>>>>

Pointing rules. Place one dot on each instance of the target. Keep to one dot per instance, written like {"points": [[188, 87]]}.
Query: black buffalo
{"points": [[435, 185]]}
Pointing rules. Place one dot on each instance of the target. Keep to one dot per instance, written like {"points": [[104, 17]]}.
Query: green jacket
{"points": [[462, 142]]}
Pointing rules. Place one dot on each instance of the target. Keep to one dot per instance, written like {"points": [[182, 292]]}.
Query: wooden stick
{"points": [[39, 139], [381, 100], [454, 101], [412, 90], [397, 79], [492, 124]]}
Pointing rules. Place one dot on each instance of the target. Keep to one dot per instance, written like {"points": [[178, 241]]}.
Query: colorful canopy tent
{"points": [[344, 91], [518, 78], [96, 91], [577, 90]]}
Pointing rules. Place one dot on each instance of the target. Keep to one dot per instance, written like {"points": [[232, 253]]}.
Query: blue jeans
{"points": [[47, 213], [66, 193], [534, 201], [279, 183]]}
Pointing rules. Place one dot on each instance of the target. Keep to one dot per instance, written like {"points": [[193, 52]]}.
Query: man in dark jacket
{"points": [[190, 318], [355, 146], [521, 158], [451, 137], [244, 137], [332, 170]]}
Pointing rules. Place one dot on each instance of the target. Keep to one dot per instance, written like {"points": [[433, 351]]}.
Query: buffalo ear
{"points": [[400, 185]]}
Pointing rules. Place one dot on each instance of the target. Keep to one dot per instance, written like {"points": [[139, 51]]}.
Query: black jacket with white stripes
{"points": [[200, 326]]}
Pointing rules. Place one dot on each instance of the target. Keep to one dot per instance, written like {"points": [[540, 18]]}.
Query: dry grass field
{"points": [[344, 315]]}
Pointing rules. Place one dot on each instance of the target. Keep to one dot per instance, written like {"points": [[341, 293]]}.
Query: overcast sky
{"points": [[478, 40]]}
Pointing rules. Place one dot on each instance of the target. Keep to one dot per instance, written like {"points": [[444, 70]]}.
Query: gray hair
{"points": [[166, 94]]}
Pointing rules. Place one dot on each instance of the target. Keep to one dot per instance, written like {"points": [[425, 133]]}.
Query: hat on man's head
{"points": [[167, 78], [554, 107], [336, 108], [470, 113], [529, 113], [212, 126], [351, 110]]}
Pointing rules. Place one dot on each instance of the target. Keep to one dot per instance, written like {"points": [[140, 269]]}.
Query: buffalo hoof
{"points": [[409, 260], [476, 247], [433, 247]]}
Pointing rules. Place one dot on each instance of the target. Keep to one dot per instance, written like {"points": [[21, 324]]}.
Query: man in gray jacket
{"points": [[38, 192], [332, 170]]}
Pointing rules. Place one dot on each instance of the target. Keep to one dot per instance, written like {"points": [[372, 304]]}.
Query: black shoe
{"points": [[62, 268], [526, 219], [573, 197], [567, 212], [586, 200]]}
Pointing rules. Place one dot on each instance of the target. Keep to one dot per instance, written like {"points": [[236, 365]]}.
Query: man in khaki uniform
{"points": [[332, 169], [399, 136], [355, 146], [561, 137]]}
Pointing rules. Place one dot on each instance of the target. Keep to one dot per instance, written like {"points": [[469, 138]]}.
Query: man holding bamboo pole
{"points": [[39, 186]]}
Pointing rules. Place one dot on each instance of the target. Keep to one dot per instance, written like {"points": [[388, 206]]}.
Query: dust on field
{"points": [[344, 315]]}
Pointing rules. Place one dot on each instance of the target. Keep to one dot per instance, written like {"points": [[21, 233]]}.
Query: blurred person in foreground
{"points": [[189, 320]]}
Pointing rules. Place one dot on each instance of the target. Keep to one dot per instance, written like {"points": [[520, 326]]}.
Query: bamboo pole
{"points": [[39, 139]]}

<<<<

What you have to do ::
A complete, exact copy of the records is what is needed.

Expected answer ::
Pointing rules. Place one dot on each instance of the target. Keep to one dot per instance, written like {"points": [[188, 87]]}.
Query: black buffalo
{"points": [[435, 185]]}
Pointing rules. Place one dot on each instance of the target. Keep to one dot per instance, written like {"points": [[104, 17]]}.
Query: green jacket
{"points": [[462, 142]]}
Pointing rules. Place one dot on each instance of the target. Keep to one dot per instance, written like {"points": [[182, 292]]}.
Query: wooden stick
{"points": [[39, 139], [381, 100], [454, 101], [412, 90], [397, 79], [492, 124]]}
Pointing rules. Place one dot on each instance of the target. Keep to one dot per instance, written like {"points": [[178, 241]]}.
Query: colorful canopy tent
{"points": [[344, 91], [518, 78], [96, 91], [577, 90]]}
Pointing rules. Place one dot on each instance of the target. Keep to one dot per instance, written like {"points": [[232, 253]]}.
Query: blue jeans
{"points": [[47, 213], [66, 193], [534, 201], [279, 183]]}
Pointing rules. Place one dot on each instance of the target. Keep to one dot per instance, written like {"points": [[193, 52]]}.
Query: man in dark jacket
{"points": [[190, 318], [355, 146], [521, 158], [451, 137], [244, 137], [332, 170]]}
Pointing rules. Place one dot on each instance of the target. Keep to one dot per instance, written like {"points": [[433, 351]]}.
Query: buffalo ear
{"points": [[400, 185]]}
Pointing rules. Place one dot on each instance of the target. Keep to one dot per instance, written like {"points": [[139, 51]]}.
Query: black jacket with white stripes
{"points": [[200, 326]]}
Pointing rules. Place one dot on each instance of the target. Keep to one dot per instance, written like {"points": [[540, 18]]}.
Query: dry grass field
{"points": [[344, 315]]}
Pointing rules. Place one dot on each instance of the target. Keep to one dot per instance, written like {"points": [[341, 293]]}.
Query: overcast sky
{"points": [[478, 40]]}
Pointing rules. Place one dot on each instance of the target. Keep to one dot per instance, written like {"points": [[444, 70]]}.
Query: gray hair
{"points": [[166, 94]]}
Pointing rules. Place one dot on each instance of the target. Keep to one dot per instance, written like {"points": [[425, 133]]}.
Query: hat on man's head
{"points": [[167, 78], [554, 107], [336, 108], [470, 113], [529, 113], [212, 126], [351, 110]]}
Pointing rules. Place one dot on each instance of the target. Keep to one dot per instance, written like {"points": [[140, 269]]}.
Query: buffalo hoof
{"points": [[409, 260], [476, 247], [433, 247]]}
Pointing rules. Place one dot on each instance of the target. Keep to one dot per instance, written like {"points": [[21, 324]]}.
Query: man in gray jacket
{"points": [[38, 192], [332, 170]]}
Pointing rules. Place one dot on each instance of the target. Keep to one dot per instance, written like {"points": [[372, 304]]}.
Query: black shoe
{"points": [[62, 268], [526, 219], [573, 197], [567, 212], [586, 200]]}
Pointing rules. Place one dot on each instance of the target. Keep to one dot per instance, written like {"points": [[236, 365]]}.
Query: man in khaki uniform
{"points": [[332, 169], [399, 136], [355, 146], [561, 137]]}
Pointing rules. Place one dot on each instance of the target. Keep to one dot per instance, written like {"points": [[469, 138]]}.
Query: man holding bamboo pole
{"points": [[39, 186]]}
Pointing rules. Place one dot on each instance of the target. Keep to one dot per instance, written like {"points": [[388, 206]]}.
Query: dust on field
{"points": [[344, 315]]}
Pointing rules. Place one dot on each instance of the target. Keep to one dot per instance, written like {"points": [[21, 233]]}.
Query: blurred person in foreground
{"points": [[189, 320]]}
Pointing rules. Place one dot on each instance of the target. Keep to one dot per instance, written like {"points": [[520, 326]]}.
Query: bamboo pole
{"points": [[39, 139]]}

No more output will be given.